Originally posted by normbenign
I've read and understood every word of the English translation. If you read German, and can show me differences by all means.
That is an ambitious claim for you to make. I would not dare to say the same of myself, knowing something of the scale of Marx's writing and the degree to which one source has to be cross checked against others, because Marx never actually did resolve his account of class, using the concept in diverse ways. The only place where he attempted a systematic analysis of class was in Volume Three of Capital, where he identified three classes in capitalist society - wage earners, capitalists and landowners. But then,
as you clearly know having read and understood every word of it, he died and this volume was never completed. So we have to root around other sources to clarify the matter. However, as you refer to the Communist Manifesto, here is the relevant section and a link to the full text:
The history of all hitherto existing society(2) is the history of class struggles.
Freeman and slave, patrician and plebeian, lord and serf, guild-master(3) and journeyman, in a word, oppressor and oppressed, stood in constant opposition to one another, carried on an uninterrupted, now hidden, now open fight, a fight that each time ended, either in a revolutionary reconstitution of society at large, or in the common ruin of the contending classes.

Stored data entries
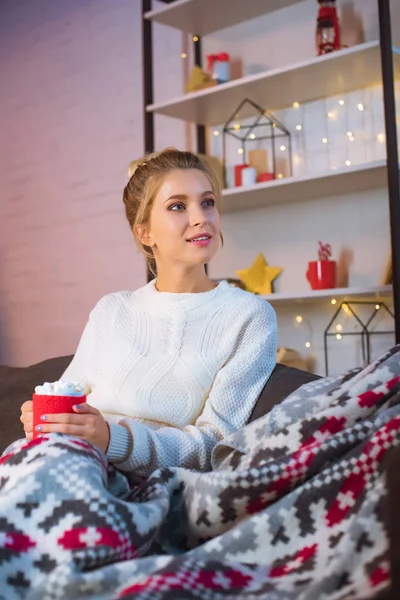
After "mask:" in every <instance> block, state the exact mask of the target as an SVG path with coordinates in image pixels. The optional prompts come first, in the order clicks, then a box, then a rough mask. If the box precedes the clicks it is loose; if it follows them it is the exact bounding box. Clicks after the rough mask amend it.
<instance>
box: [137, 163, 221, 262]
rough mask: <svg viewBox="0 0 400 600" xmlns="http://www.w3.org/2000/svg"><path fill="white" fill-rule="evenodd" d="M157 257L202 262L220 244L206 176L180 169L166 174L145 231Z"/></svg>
mask: <svg viewBox="0 0 400 600" xmlns="http://www.w3.org/2000/svg"><path fill="white" fill-rule="evenodd" d="M147 234H148V236H149V241H150V244H149V245H151V246H152V248H153V251H154V255H155V257H156V260H157V261H159V262H160V261H161V262H165V261H166V262H175V263H181V264H184V265H191V266H194V265H198V264H205V263H207V262H209V261H210V260H211V258H213V256H214V255H215V253H216V252H217V250H218V249H219V247H220V215H219V212H218V210H217V207H216V197H215V195H214V193H213V191H212V188H211V184H210V182H209V180H208V178H207V176H206V175H205V174H204V173H203V172H202V171H199V170H198V169H180V170H178V169H177V170H175V171H171V173H169V174H168V175H166V176H165V178H164V180H163V182H162V184H161V187H160V189H159V191H158V194H157V196H156V197H155V200H154V204H153V206H152V209H151V213H150V223H149V228H148V231H147Z"/></svg>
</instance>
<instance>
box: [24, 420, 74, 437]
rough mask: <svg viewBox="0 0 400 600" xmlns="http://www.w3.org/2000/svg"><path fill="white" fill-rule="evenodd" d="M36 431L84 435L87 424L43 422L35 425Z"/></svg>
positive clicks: (67, 434)
mask: <svg viewBox="0 0 400 600" xmlns="http://www.w3.org/2000/svg"><path fill="white" fill-rule="evenodd" d="M35 431H38V432H40V433H65V434H66V435H76V436H78V437H82V436H83V435H84V433H85V426H84V425H74V424H71V423H43V424H42V423H41V424H40V425H37V426H36V427H35Z"/></svg>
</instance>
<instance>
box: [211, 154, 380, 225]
mask: <svg viewBox="0 0 400 600" xmlns="http://www.w3.org/2000/svg"><path fill="white" fill-rule="evenodd" d="M386 180H387V169H386V160H382V161H376V162H373V163H366V164H361V165H357V166H350V167H344V168H341V169H337V170H332V171H329V172H327V173H323V174H318V175H313V176H312V177H311V176H304V177H286V178H284V179H276V180H275V181H267V182H265V183H256V184H254V185H252V186H248V187H235V188H227V189H224V190H223V192H222V196H223V205H222V210H223V212H224V213H229V212H238V211H241V210H249V209H251V208H262V207H265V206H272V205H277V204H284V203H291V202H304V201H305V200H312V199H315V198H323V197H327V196H339V195H341V194H351V193H353V192H363V191H367V190H371V189H379V188H384V187H385V186H386Z"/></svg>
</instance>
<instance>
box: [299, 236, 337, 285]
mask: <svg viewBox="0 0 400 600" xmlns="http://www.w3.org/2000/svg"><path fill="white" fill-rule="evenodd" d="M331 256H332V248H331V245H330V244H322V242H318V260H312V261H310V262H309V263H308V269H307V272H306V277H307V279H308V282H309V284H310V285H311V289H312V290H329V289H332V288H334V287H335V286H336V261H335V260H330V257H331Z"/></svg>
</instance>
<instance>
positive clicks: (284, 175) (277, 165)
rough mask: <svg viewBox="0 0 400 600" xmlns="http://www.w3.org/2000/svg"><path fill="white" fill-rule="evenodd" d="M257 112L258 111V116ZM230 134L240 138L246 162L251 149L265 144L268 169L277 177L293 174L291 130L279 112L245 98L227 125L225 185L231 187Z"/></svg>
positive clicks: (232, 135) (259, 147)
mask: <svg viewBox="0 0 400 600" xmlns="http://www.w3.org/2000/svg"><path fill="white" fill-rule="evenodd" d="M254 113H256V115H255V116H254ZM229 137H232V138H235V139H236V140H239V142H240V146H239V148H238V153H239V154H240V155H241V156H242V163H243V164H247V163H248V150H249V148H250V149H251V148H257V149H259V148H260V147H261V148H263V149H265V150H266V152H267V156H268V169H267V170H268V171H269V172H270V173H271V175H272V176H273V179H282V178H283V177H285V176H292V174H293V166H292V140H291V135H290V132H289V131H288V129H287V128H286V127H285V126H284V125H283V123H281V121H279V119H278V118H277V117H275V115H273V114H272V113H271V112H269V111H268V110H267V109H265V108H262V107H261V106H259V105H258V104H257V103H256V102H253V101H252V100H249V99H248V98H245V99H244V100H242V102H241V103H240V104H239V106H238V107H237V109H236V110H235V111H234V113H233V114H232V116H231V117H230V118H229V119H228V121H227V122H226V123H225V125H224V127H223V143H222V160H223V168H224V185H225V187H227V143H228V138H229ZM260 142H261V144H262V145H260ZM282 166H283V168H282Z"/></svg>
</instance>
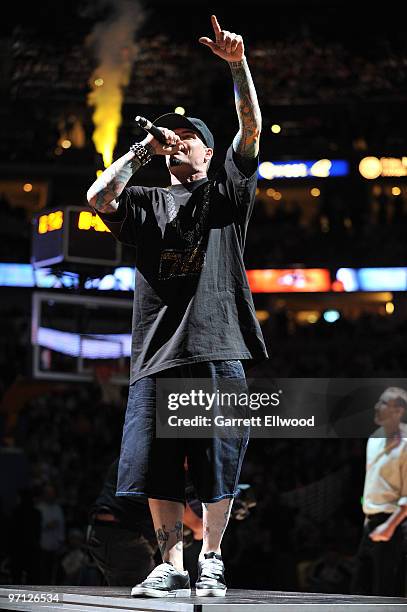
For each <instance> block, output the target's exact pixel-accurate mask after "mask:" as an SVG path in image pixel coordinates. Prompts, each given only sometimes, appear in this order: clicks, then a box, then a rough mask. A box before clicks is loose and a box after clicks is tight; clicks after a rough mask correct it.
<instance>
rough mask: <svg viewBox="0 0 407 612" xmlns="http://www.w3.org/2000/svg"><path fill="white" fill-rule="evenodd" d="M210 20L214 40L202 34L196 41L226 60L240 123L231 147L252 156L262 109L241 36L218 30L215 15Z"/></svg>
mask: <svg viewBox="0 0 407 612" xmlns="http://www.w3.org/2000/svg"><path fill="white" fill-rule="evenodd" d="M211 21H212V27H213V32H214V36H215V40H214V41H213V40H211V39H210V38H207V37H206V36H203V37H201V38H200V39H199V42H201V43H202V44H204V45H206V46H208V47H209V48H210V49H211V51H212V52H213V53H214V54H215V55H218V56H219V57H221V58H222V59H224V60H226V61H227V62H228V63H229V66H230V69H231V71H232V76H233V82H234V89H235V102H236V110H237V115H238V119H239V126H240V129H239V131H238V133H237V134H236V136H235V138H234V140H233V150H234V151H235V153H238V154H239V155H241V156H242V157H245V158H250V159H254V158H256V157H257V155H258V152H259V141H260V132H261V112H260V107H259V103H258V101H257V94H256V90H255V88H254V84H253V79H252V77H251V74H250V70H249V67H248V65H247V61H246V58H245V54H244V44H243V39H242V37H241V36H239V35H238V34H234V33H233V32H228V31H227V30H221V28H220V25H219V23H218V20H217V19H216V16H215V15H212V16H211Z"/></svg>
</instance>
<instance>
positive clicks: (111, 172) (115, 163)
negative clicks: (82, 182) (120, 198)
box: [86, 151, 141, 213]
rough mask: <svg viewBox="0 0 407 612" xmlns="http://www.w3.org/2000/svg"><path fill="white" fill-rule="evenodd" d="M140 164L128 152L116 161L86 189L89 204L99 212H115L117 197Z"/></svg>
mask: <svg viewBox="0 0 407 612" xmlns="http://www.w3.org/2000/svg"><path fill="white" fill-rule="evenodd" d="M140 166H141V164H140V162H139V160H138V159H137V157H135V155H134V153H132V152H131V151H129V152H128V153H126V154H125V155H123V157H120V158H119V159H118V160H116V161H115V162H114V163H113V164H112V165H111V166H109V167H108V168H106V170H105V171H104V172H103V173H102V174H101V175H100V176H99V177H98V178H97V179H96V181H95V182H94V183H93V185H91V187H90V188H89V189H88V193H87V194H86V197H87V198H88V202H89V204H90V205H91V206H92V208H94V209H95V210H96V211H99V212H105V213H110V212H112V213H113V212H116V210H117V208H118V206H119V205H118V203H117V202H116V198H118V197H119V195H120V194H121V192H122V191H123V189H124V188H125V186H126V185H127V183H128V182H129V180H130V178H131V177H132V175H133V174H134V172H136V171H137V170H138V169H139V168H140Z"/></svg>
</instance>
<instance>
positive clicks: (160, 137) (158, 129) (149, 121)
mask: <svg viewBox="0 0 407 612" xmlns="http://www.w3.org/2000/svg"><path fill="white" fill-rule="evenodd" d="M134 121H135V122H136V123H137V125H138V126H139V127H141V128H142V129H143V130H145V131H146V132H148V133H149V134H152V136H154V138H155V139H156V140H158V142H160V143H161V144H163V145H167V146H168V144H167V142H166V140H165V136H164V134H163V133H162V131H161V130H159V129H158V127H156V126H155V125H153V124H152V123H151V121H149V120H148V119H146V118H145V117H140V115H137V117H135V119H134Z"/></svg>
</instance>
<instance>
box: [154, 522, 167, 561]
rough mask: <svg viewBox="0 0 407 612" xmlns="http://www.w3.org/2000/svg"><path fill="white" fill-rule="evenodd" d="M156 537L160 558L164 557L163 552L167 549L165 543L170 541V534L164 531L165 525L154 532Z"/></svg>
mask: <svg viewBox="0 0 407 612" xmlns="http://www.w3.org/2000/svg"><path fill="white" fill-rule="evenodd" d="M155 534H156V537H157V543H158V548H159V549H160V553H161V556H162V557H164V552H165V549H166V547H167V542H168V540H169V539H170V532H169V531H166V530H165V525H163V526H162V529H161V527H160V528H159V529H157V531H156V532H155Z"/></svg>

◆ Exercise instructions:
A. According to the forum post, which three classes did Marx identify in capitalist society in Volume Three of Capital?
B. Quote the forum post word for word, beginning at the words "Freeman and slave, patrician" and stopping after "the contending classes.".
These data entries come from a different source than the forum post.

◆ Answer section:
A. Wage earners, capitalists and landowners.

B.
Freeman and slave, patrician and plebeian, lord and serf, guild-master(3) and journeyman, in a word, oppressor and oppressed, stood in constant opposition to one another, carried on an uninterrupted, now hidden, now open fight, a fight that each time ended, either in a revolutionary reconstitution of society at large, or in the common ruin of the contending classes.